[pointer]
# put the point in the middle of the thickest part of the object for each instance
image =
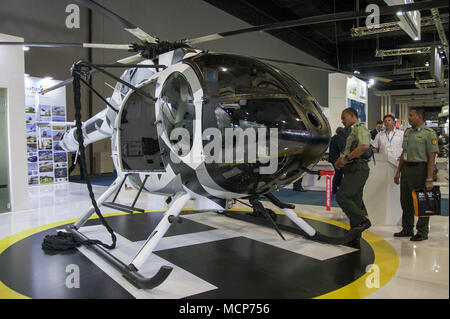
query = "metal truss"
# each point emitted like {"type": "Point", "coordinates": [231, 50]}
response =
{"type": "Point", "coordinates": [440, 29]}
{"type": "Point", "coordinates": [394, 26]}
{"type": "Point", "coordinates": [404, 51]}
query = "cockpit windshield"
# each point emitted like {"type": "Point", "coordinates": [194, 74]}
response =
{"type": "Point", "coordinates": [228, 75]}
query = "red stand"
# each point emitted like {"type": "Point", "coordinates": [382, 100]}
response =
{"type": "Point", "coordinates": [328, 188]}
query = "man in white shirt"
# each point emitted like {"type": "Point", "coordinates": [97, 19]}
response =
{"type": "Point", "coordinates": [390, 140]}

•••

What this task involves: Copy out nothing but text: transcribe the listing exactly and skip each picture.

Expected output:
[pointer]
# put the point in the middle of the thickest part of the object for each instance
image =
query = "metal truss"
# each point emitted like {"type": "Point", "coordinates": [231, 50]}
response =
{"type": "Point", "coordinates": [440, 29]}
{"type": "Point", "coordinates": [394, 26]}
{"type": "Point", "coordinates": [404, 51]}
query = "cockpit windshield"
# each point emitted like {"type": "Point", "coordinates": [194, 74]}
response =
{"type": "Point", "coordinates": [228, 75]}
query = "red stand"
# each point emitted like {"type": "Point", "coordinates": [382, 100]}
response =
{"type": "Point", "coordinates": [328, 188]}
query = "man in white shirt"
# each point emitted like {"type": "Point", "coordinates": [97, 19]}
response =
{"type": "Point", "coordinates": [390, 140]}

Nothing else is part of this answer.